- Opening Delimiter -
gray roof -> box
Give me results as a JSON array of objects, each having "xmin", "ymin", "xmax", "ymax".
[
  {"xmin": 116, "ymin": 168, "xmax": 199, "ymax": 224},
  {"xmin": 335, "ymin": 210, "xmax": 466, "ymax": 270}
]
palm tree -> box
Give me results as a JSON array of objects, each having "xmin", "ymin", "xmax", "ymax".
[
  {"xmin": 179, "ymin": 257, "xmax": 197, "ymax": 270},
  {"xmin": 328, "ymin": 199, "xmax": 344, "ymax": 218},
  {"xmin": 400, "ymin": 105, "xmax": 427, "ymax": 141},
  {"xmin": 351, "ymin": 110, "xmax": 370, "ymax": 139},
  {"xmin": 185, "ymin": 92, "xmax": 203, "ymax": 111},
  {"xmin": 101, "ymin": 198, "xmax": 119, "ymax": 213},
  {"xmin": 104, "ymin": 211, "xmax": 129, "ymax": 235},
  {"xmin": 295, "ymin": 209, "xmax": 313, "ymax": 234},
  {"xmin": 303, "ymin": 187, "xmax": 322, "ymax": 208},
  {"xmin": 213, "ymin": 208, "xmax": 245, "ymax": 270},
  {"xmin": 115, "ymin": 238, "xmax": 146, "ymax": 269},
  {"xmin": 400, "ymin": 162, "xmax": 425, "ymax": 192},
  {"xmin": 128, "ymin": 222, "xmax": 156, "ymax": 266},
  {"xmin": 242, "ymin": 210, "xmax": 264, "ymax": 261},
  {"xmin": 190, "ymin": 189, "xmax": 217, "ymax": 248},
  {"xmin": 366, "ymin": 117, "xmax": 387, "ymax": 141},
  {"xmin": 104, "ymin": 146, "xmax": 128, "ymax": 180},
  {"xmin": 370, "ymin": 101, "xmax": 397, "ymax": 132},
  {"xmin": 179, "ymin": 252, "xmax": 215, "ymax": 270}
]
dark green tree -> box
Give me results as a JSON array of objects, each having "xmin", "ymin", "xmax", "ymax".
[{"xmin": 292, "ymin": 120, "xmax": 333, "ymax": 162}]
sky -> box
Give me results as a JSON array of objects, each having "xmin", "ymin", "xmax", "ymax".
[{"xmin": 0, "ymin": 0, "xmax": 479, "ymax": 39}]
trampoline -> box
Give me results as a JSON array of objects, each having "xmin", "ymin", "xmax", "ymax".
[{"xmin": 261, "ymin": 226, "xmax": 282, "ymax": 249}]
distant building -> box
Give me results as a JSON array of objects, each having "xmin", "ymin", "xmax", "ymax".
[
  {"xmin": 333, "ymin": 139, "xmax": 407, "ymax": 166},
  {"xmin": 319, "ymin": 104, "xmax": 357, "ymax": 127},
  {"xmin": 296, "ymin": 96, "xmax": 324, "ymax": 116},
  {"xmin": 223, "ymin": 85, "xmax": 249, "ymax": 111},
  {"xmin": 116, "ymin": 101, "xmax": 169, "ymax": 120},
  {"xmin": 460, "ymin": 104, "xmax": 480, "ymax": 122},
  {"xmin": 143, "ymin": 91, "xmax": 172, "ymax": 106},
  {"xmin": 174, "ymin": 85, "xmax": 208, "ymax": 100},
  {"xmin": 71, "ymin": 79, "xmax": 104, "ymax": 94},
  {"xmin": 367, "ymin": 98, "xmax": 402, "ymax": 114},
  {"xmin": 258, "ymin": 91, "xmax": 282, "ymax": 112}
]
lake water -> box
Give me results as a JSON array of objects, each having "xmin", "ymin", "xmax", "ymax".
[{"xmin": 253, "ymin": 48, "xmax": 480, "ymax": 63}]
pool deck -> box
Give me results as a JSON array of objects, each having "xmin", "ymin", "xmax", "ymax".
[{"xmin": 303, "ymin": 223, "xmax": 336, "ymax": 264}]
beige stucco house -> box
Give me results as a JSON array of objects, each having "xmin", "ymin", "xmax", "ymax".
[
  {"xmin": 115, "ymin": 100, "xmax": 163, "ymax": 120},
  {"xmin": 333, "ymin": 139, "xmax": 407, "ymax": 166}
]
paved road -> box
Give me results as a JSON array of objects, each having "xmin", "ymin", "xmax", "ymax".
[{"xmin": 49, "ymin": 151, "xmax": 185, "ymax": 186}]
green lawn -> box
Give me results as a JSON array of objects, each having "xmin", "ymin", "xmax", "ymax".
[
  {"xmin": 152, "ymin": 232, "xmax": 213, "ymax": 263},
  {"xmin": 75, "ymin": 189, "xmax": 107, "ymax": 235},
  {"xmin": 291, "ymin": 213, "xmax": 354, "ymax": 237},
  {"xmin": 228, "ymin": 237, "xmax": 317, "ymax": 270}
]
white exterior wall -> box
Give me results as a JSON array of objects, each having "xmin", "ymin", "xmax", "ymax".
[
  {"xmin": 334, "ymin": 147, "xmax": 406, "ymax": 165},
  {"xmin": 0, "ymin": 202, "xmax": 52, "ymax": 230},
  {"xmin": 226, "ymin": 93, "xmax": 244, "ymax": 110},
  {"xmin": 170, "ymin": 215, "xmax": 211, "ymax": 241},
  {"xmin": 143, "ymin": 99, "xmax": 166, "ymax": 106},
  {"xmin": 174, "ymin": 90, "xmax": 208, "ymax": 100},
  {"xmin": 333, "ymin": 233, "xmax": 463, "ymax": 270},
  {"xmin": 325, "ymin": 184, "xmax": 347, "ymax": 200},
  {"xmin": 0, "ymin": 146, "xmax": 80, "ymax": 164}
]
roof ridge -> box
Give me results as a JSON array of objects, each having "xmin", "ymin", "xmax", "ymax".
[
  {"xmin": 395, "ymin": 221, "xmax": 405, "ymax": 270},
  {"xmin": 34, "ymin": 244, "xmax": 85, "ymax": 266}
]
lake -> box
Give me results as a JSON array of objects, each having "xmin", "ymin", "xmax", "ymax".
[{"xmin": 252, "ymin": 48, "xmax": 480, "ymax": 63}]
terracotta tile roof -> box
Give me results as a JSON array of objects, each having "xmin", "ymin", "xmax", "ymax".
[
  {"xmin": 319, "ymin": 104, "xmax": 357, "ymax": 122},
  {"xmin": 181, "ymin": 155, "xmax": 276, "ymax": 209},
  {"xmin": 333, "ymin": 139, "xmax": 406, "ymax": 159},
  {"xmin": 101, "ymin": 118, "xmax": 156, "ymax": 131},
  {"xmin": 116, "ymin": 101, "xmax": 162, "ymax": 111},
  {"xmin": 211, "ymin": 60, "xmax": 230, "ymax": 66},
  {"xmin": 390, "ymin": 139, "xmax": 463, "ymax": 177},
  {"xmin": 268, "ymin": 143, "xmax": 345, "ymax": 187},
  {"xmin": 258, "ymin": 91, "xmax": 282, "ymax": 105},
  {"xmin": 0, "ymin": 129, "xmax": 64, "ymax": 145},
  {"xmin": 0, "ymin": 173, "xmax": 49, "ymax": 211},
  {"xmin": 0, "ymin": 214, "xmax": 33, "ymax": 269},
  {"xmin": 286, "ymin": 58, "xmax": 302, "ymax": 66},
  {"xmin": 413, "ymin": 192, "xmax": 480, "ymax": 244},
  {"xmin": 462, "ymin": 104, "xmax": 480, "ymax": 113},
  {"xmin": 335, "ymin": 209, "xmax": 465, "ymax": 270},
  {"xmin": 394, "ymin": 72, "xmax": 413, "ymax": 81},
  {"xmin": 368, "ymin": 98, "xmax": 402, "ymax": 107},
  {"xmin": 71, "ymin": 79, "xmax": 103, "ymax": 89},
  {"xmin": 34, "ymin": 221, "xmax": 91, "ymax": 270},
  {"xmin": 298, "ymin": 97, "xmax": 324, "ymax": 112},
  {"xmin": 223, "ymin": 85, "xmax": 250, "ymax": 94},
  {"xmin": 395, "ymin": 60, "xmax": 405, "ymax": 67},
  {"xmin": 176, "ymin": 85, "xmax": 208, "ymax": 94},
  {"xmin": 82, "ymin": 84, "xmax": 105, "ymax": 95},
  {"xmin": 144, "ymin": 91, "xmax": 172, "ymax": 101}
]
- Closing Delimiter -
What you are asked to do
Your response should be the count of lines in the material above that contain "roof", with nothing added.

Your solution
3